### Set problem
Report every line of the records that contains the word "blonde", copying each such line in full. Case counts.

[Data drawn from a collection]
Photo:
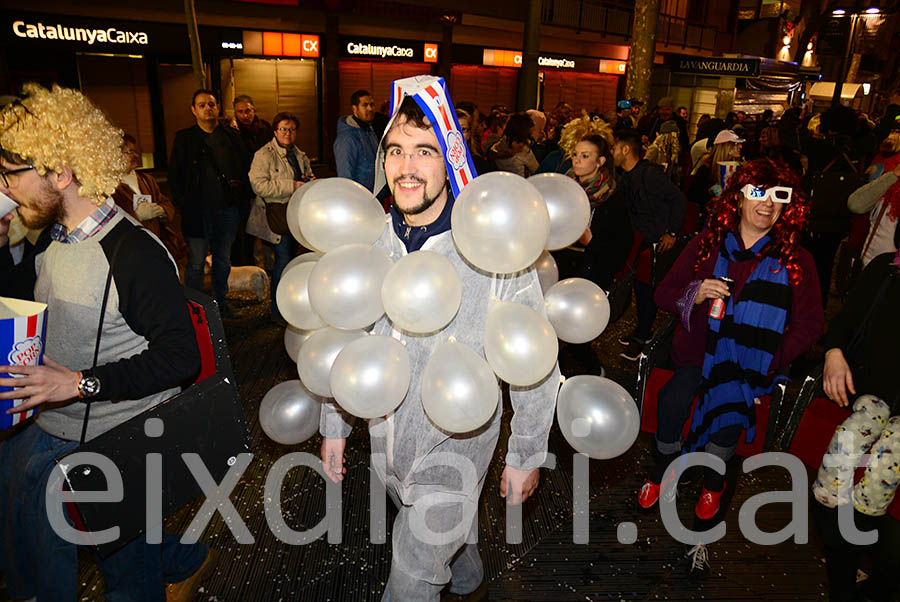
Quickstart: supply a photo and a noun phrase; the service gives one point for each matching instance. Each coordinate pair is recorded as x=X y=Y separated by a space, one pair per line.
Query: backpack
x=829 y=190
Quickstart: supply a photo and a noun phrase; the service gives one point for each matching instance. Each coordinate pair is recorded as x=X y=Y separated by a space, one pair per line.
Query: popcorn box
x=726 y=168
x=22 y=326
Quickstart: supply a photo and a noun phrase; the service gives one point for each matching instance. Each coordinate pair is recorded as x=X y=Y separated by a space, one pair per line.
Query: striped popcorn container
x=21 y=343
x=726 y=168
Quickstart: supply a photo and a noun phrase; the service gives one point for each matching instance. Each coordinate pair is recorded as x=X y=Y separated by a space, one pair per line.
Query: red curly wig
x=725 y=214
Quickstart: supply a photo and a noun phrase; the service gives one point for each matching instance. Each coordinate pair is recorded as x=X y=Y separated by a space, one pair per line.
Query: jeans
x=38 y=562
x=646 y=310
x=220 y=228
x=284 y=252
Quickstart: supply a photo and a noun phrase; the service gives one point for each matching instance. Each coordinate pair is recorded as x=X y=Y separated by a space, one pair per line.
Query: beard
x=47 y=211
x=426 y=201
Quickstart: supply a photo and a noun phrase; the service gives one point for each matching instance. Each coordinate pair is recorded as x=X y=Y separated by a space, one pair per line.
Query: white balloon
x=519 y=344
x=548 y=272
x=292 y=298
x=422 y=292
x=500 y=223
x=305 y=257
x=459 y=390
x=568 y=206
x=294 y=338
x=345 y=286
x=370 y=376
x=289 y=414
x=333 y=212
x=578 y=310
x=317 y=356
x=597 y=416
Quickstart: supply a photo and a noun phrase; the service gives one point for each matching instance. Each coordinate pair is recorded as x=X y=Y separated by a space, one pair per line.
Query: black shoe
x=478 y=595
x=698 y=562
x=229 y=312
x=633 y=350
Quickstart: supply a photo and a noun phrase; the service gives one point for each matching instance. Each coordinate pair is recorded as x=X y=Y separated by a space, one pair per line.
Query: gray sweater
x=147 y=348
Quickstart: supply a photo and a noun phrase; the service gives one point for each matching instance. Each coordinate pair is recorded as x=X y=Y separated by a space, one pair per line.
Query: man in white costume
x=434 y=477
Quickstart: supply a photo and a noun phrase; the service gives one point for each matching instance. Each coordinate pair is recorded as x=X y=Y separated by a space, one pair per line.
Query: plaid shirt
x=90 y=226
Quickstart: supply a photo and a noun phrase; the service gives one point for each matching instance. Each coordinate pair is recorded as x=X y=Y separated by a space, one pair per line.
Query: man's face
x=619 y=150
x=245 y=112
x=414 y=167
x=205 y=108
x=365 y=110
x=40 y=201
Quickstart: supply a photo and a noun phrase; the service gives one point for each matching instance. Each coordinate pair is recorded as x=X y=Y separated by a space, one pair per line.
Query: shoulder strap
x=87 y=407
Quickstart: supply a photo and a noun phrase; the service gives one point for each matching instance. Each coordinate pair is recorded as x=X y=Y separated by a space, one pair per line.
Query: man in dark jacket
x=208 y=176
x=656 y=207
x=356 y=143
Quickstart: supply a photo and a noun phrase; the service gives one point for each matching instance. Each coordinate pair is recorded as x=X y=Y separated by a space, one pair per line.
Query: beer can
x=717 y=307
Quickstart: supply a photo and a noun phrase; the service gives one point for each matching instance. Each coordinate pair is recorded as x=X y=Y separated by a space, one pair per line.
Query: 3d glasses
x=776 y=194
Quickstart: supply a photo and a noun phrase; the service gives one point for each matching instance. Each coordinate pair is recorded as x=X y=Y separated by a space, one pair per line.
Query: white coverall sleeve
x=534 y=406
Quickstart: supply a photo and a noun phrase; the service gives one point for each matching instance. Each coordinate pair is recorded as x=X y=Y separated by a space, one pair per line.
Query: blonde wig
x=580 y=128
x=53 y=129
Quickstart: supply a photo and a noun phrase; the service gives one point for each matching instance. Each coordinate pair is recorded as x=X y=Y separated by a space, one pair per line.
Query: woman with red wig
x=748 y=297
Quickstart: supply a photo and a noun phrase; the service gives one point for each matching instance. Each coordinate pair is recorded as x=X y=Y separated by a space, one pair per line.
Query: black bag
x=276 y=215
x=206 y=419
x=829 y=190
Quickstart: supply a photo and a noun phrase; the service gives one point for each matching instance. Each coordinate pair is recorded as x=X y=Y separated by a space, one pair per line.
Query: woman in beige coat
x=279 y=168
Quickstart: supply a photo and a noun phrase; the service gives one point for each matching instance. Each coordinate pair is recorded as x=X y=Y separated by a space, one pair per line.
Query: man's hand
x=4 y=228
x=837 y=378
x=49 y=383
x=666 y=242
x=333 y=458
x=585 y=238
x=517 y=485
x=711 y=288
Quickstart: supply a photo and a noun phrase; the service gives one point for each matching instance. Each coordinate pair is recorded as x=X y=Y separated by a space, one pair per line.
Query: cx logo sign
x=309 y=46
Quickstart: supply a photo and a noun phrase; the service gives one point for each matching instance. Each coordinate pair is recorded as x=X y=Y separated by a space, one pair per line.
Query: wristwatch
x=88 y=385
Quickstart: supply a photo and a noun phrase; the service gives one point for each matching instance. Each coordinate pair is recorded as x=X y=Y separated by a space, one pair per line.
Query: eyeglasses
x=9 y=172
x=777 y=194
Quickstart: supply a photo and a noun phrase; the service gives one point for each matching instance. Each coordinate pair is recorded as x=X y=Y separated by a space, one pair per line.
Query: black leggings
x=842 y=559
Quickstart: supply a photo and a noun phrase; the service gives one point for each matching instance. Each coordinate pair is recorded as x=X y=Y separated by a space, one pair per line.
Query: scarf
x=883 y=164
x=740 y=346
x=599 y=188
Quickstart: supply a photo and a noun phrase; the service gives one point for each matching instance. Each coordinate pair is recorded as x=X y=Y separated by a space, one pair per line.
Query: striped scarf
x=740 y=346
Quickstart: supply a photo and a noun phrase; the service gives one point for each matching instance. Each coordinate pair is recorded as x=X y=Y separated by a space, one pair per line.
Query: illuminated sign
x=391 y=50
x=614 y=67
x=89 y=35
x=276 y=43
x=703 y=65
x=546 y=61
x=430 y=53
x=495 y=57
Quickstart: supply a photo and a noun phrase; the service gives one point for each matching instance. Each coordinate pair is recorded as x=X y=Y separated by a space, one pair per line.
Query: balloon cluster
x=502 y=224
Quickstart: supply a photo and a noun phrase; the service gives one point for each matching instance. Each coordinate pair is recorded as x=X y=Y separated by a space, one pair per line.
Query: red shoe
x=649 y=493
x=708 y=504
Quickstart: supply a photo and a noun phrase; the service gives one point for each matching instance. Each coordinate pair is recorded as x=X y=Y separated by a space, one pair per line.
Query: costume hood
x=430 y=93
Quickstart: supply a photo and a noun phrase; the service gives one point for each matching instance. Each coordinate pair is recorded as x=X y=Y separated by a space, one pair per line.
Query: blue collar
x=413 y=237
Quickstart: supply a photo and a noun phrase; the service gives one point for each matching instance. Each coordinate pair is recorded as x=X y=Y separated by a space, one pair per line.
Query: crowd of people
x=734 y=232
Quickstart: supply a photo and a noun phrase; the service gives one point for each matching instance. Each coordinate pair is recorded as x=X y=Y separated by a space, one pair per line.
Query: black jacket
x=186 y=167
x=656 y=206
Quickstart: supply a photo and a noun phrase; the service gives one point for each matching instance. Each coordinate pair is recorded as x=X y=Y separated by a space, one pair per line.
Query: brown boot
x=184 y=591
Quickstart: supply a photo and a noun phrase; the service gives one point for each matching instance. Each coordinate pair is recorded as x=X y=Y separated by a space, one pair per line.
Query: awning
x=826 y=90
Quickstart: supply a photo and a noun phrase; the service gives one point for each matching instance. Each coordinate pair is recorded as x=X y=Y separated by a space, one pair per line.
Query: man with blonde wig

### Exercise response
Query: blonde wig
Query: man with blonde wig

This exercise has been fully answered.